Exercise directions:
Extract, verbatim, all lines starting at the one containing "of the bronze" and ending with the final line of the listing, and no others.

Entries shown:
::::
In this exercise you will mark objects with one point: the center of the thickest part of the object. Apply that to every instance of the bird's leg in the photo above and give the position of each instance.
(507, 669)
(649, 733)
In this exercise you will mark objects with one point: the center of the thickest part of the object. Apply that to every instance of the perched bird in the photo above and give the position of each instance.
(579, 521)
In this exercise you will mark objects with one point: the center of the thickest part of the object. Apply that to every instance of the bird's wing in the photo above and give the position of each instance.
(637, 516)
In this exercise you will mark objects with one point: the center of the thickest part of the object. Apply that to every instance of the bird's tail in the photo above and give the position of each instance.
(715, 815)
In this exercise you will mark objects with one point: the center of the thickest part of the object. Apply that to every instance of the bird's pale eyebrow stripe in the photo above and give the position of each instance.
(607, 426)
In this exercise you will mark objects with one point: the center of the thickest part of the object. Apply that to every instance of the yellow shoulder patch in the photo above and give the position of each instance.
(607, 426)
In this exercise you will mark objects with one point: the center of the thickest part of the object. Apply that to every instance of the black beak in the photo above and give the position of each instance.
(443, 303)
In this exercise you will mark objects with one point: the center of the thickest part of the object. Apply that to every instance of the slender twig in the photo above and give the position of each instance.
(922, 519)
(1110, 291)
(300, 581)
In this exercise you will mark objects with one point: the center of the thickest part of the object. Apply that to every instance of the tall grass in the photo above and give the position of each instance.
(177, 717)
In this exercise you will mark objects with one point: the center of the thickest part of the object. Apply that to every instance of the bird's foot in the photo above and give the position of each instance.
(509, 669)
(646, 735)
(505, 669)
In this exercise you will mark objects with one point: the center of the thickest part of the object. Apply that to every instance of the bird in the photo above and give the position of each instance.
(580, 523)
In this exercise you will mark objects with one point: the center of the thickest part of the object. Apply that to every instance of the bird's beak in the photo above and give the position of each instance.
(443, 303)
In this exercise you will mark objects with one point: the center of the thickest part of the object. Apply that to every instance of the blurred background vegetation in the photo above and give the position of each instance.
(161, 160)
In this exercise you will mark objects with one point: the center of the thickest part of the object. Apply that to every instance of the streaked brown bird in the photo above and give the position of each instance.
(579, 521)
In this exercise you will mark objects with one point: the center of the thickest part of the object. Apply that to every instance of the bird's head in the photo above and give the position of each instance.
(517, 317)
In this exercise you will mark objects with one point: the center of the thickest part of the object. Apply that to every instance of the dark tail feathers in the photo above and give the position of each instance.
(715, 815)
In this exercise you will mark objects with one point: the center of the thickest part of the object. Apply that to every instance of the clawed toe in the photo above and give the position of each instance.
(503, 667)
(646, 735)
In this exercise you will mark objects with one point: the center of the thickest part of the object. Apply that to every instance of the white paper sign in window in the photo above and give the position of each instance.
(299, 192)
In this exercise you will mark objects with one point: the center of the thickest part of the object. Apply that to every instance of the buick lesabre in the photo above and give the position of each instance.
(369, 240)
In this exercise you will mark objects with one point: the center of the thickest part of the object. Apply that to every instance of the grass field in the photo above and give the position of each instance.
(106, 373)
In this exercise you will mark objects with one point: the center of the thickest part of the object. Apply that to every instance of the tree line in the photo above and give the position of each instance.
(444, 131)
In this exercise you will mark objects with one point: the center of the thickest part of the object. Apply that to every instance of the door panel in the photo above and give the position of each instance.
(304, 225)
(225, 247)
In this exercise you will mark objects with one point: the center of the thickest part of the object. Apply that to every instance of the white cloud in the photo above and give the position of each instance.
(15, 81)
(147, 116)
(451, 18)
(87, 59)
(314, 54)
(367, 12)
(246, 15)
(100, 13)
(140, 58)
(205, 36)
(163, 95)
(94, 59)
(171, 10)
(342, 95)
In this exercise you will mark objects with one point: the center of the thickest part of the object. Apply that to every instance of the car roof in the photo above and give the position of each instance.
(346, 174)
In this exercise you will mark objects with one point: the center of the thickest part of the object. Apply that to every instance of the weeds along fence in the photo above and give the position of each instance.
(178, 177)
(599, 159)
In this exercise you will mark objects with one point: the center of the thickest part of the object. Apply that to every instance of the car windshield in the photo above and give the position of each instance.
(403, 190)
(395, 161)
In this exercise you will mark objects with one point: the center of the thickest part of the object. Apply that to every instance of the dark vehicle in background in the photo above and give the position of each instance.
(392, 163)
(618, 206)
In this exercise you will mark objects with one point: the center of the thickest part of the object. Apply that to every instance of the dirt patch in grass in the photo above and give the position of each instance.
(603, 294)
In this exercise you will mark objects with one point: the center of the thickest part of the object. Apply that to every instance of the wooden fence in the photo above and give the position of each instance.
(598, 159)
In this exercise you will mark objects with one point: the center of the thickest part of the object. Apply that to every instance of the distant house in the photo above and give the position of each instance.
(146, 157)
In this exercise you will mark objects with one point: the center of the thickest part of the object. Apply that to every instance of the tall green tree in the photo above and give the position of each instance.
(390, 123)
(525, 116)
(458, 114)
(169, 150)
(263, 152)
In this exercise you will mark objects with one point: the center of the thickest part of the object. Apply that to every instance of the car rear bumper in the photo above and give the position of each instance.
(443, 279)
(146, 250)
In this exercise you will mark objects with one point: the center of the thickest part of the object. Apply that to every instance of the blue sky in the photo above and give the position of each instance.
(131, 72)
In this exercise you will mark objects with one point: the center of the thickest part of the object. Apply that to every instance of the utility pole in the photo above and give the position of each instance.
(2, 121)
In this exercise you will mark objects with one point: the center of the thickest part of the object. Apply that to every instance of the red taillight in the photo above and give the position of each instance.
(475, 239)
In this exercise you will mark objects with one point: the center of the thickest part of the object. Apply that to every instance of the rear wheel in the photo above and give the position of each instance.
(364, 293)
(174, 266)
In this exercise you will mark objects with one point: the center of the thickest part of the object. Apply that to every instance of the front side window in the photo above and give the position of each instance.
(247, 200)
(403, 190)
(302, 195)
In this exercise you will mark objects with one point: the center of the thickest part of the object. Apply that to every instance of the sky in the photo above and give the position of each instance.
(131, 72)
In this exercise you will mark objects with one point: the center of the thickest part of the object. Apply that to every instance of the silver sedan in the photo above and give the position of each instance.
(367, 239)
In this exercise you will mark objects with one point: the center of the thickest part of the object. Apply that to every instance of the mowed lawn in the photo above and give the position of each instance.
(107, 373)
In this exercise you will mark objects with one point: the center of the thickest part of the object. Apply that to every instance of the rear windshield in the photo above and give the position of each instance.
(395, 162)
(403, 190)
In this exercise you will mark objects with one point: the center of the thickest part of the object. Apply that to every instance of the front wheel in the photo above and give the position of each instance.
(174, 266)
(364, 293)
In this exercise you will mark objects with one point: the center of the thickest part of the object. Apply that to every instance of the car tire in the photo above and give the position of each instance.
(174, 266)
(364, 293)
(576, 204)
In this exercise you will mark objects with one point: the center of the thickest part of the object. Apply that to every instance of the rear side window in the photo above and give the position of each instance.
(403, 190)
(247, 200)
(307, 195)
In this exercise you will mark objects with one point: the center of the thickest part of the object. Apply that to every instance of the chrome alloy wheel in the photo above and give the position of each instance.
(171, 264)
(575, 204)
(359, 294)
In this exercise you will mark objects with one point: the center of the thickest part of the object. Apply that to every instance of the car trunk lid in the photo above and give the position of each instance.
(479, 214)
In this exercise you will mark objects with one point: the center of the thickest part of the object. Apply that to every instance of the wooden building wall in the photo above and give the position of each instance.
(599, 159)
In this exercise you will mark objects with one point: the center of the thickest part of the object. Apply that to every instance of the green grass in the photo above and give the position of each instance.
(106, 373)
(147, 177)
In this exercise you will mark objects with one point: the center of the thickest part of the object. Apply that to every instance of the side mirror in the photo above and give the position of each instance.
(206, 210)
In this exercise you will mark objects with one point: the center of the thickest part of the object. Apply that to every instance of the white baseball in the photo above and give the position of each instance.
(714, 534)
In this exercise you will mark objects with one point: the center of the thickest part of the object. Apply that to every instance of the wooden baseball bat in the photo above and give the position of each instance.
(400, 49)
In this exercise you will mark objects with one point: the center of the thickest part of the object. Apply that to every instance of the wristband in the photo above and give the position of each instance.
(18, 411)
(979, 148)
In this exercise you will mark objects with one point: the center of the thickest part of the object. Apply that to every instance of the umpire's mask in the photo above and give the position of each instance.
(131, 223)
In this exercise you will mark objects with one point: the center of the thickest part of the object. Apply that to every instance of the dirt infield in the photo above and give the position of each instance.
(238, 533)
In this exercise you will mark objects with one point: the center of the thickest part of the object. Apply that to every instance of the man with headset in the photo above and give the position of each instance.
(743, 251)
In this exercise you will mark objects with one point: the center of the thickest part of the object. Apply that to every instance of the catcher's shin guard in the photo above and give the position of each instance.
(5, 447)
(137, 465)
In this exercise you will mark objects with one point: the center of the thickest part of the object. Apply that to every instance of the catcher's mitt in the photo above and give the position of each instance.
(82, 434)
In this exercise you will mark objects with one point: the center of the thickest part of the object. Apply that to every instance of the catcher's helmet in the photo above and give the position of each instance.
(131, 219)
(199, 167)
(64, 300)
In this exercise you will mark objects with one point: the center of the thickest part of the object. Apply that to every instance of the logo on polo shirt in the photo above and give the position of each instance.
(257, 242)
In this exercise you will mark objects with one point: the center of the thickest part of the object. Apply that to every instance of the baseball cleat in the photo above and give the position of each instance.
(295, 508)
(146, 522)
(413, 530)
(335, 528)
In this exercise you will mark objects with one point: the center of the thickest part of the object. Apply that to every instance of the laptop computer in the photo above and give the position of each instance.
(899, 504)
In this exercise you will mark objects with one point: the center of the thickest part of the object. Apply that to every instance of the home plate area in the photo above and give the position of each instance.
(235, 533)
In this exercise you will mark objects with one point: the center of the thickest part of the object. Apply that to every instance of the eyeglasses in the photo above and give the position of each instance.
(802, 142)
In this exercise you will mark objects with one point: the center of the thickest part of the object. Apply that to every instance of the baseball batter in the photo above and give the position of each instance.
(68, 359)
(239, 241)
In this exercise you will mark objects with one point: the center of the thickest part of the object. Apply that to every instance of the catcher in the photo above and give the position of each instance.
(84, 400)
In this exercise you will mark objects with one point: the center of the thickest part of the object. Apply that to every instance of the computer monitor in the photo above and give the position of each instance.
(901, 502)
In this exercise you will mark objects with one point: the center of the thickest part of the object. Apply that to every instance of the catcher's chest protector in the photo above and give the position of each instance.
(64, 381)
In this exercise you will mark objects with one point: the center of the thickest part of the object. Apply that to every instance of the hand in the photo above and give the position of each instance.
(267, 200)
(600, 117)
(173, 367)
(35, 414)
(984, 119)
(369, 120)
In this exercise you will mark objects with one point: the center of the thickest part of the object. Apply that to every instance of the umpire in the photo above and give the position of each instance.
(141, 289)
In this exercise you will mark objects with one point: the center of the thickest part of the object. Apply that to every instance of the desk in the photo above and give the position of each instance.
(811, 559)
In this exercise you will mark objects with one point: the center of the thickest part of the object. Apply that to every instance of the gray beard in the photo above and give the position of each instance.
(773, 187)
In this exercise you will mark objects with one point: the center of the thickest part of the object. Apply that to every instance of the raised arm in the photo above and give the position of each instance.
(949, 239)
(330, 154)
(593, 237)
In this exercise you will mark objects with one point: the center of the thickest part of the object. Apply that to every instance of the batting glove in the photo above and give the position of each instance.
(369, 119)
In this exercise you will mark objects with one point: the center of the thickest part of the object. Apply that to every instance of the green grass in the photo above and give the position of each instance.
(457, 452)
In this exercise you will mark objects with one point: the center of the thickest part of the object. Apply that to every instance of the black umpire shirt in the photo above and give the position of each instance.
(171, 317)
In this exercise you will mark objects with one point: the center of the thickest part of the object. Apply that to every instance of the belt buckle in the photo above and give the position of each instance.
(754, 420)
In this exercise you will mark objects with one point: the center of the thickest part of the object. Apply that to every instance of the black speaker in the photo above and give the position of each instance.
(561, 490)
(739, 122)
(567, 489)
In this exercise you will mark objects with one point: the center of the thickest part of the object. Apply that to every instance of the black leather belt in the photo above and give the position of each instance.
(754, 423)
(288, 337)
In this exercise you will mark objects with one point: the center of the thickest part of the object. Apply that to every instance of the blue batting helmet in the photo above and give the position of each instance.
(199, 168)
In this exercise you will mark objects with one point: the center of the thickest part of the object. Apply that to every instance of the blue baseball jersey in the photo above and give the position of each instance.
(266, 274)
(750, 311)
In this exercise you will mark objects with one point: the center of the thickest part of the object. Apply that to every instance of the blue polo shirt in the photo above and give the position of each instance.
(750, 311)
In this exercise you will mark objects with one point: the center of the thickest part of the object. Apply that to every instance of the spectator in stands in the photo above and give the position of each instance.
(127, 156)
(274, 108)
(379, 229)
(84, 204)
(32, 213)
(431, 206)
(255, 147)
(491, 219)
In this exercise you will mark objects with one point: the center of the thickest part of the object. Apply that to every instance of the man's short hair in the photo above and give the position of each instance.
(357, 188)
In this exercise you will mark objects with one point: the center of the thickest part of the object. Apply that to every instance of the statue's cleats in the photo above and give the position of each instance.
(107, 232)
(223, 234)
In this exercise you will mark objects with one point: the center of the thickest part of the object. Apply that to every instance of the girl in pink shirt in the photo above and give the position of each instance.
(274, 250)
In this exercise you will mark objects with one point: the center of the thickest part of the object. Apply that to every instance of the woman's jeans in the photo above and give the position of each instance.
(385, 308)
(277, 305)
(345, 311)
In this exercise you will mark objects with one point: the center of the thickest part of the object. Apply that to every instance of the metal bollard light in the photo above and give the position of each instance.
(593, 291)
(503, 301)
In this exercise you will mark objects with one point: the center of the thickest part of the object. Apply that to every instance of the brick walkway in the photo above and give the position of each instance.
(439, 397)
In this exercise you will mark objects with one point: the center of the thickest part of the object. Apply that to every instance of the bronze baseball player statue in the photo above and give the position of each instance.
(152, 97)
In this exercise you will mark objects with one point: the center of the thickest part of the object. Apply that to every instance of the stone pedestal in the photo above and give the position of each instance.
::::
Answer in full:
In this exercise you will mark objects with one point: the center of the thickest part of the object. Apply that to every instance of the bronze baseball player statue in the photo above and give the position of each instance.
(152, 97)
In this exercise you will mark objects with one point: the center of the thickest part of the object. Apply that to every instance of the stone pedestal in the photo above and give the position of each instance.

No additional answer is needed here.